> **SOURCE**:
>> start

A Rubyist's Guide to Big-O Notation

I don't have a degree in computer science. Lots of us Rubyists don't. So for a long time I avoided learning about big-O notation. It looks a little too much like higher math. I mean: O(N^2). Come on.

Instead, I learned rules of thumb:

Finding a specific item in a Hash is faster than in an Array
Avoid nested loops
Watch out for accidental DB queries when generating lists in your views

These rules are nice, but unless you understand WHY they work, you're going to find yourself making mistakes and having inexplicable performance problems.

Why does it matter?

Big-O notation is just a fancy way of describing how your code's performance depends on the amount of data it's processing.

Performance means one of two things: speed, or ram usage. In computer science class you'd refer to these as "time complexity" and "space complexity." Big-O notation is used for both, but we're going to focus on speed here, since that seems to be the more common usage.

You would expect that processing an array of 100 items would be slower than an array of 10 items. But by how much? 10x, 100x? 1000x?

It's not a big deal with small datasets, but if your app gets exponentially slower for each row in the database it soon becomes a problem.

Before we get into the details, I made a quick chart showing common big-Os with emoji showing how they'll make you feel as your data scales.

>> end

> **RECORD SET**:

>> start

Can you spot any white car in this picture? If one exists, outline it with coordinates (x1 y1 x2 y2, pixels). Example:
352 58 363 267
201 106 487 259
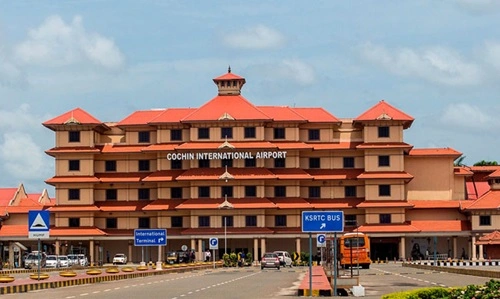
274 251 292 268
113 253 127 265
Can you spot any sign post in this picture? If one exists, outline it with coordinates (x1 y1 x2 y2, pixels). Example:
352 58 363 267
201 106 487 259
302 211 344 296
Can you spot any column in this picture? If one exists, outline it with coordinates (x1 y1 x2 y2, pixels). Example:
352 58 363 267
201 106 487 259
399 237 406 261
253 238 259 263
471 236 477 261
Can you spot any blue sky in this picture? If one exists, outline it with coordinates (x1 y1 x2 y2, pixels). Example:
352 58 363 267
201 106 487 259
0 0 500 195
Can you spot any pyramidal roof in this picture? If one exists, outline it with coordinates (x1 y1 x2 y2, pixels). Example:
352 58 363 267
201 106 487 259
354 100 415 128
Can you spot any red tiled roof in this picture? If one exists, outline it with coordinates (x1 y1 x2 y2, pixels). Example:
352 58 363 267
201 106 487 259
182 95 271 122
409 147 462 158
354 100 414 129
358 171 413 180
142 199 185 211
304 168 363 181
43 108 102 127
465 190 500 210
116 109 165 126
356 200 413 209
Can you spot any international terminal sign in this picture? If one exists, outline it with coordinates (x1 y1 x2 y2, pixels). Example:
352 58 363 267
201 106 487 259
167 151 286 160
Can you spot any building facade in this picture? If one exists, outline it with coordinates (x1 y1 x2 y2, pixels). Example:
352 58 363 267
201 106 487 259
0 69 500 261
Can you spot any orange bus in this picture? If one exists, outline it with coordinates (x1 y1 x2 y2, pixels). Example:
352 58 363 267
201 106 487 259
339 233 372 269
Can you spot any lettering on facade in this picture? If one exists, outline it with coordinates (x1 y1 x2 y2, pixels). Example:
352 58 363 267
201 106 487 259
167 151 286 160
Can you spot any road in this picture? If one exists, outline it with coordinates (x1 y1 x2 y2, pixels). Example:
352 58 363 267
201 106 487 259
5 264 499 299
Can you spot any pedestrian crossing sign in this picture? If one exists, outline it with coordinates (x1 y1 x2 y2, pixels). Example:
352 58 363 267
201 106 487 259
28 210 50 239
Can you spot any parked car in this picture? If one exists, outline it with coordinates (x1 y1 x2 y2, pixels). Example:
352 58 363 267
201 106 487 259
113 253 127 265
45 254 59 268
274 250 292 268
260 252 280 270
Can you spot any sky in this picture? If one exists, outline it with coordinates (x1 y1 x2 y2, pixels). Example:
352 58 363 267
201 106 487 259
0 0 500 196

>> end
>> start

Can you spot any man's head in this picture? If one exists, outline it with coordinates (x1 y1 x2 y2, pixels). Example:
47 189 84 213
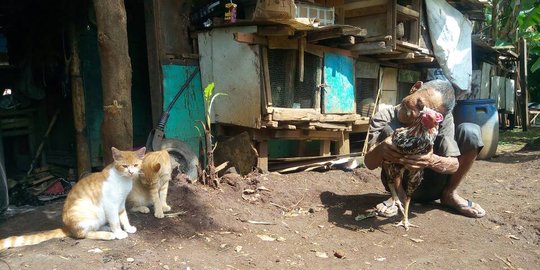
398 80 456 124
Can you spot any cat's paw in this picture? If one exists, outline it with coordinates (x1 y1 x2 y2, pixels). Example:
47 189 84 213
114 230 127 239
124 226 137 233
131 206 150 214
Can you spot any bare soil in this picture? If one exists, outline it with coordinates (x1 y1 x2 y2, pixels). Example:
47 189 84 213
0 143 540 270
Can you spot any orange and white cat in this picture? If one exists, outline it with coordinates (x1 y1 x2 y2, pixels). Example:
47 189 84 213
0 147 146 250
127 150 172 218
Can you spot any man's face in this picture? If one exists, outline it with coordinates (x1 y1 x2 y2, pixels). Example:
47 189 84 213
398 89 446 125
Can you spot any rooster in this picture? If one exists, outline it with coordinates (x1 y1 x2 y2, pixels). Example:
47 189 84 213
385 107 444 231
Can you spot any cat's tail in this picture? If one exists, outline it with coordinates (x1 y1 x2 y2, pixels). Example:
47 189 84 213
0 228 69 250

>> end

> **DIRECTIONS**:
• A. According to the Big-O notation guide, what two things can performance mean?
• B. Continue the Big-O notation guide from its last sentence.
The listing isn't needed for what follows.

> **RESPONSE LIST**:
• A. Performance means either speed or RAM usage.

• B.
Big O	Rank	Meaning
O(1)	😎	Speed doesn't depend on the size of the dataset
O(log n)	😁	10x the data means 2x more time
O(n)	😕	10x the data means 10x more time
O(n log n)	😖	10x the data means about 20x more time
O(n^2)	😫	10x the data take 100x more time
O(2^n)	😱	The dilithium crystals are breaking up!

So when someone says Array#bsearch is better than Array#find because it's O(log n) vs O(n) you can just compare 😁 to 😕 and see that they might be onto something.

For something a little more robust, check out the Big-O Cheat Sheet

Deciphering the Notation

You don't have to memorize all of the different Big-O values, so long as you understand how the notation works.

Take, for example, the horrible horrible O(2^n). If we were to express that in Ruby, it might look like this:

# O(2^n) translated to Ruby
def o(n)
  2 ** n  # This is ruby for 2^n
end

Still not obvious? How about if I rename the method and argument to something more user-friendly?

# O(2^n) translated to prettier Ruby
def execution_time(size_of_dataset)
  2 ** size_of_dataset
end

You can do this for all of them:

# O(1)
def o1_execution_time(size_of_dataset)
  1
end

# O(n)
def on_execution_time(size_of_dataset)
  size_of_dataset
end

# O(n^2)
def on2_execution_time(size_of_dataset)
  size_of_dataset * size_of_dataset
end

...etc

Now that you know how the notation works, let's take a look at some typical ruby code and see how it relates.

O(1)

When we say that something is O(1) it means that its speed doesn't depend on the size of its data set.

For example, hash lookup times don't depend on the hash size:

# These should all take the same amount of time
hash_with_100_items[:a]
hash_with_1000_items[:a]
hash_with_10000_items[:a]

This is why we tend to say that hashes are faster than arrays for larger datasets.

O(n)

In contrast, Array#find is O(n). That means Array#find depends linearly on the number of items in the array. An array with 100 items will take 100 times longer to search than an array with one item

A lot of code that iterates over arrays follows the O(n) pattern.

(0..9).each do |i|
  puts i
end

# This example is 1/2 the speed of the previous because it contains 2x the items. 
(0..19).each do |i|
  puts i
end

O(n^2)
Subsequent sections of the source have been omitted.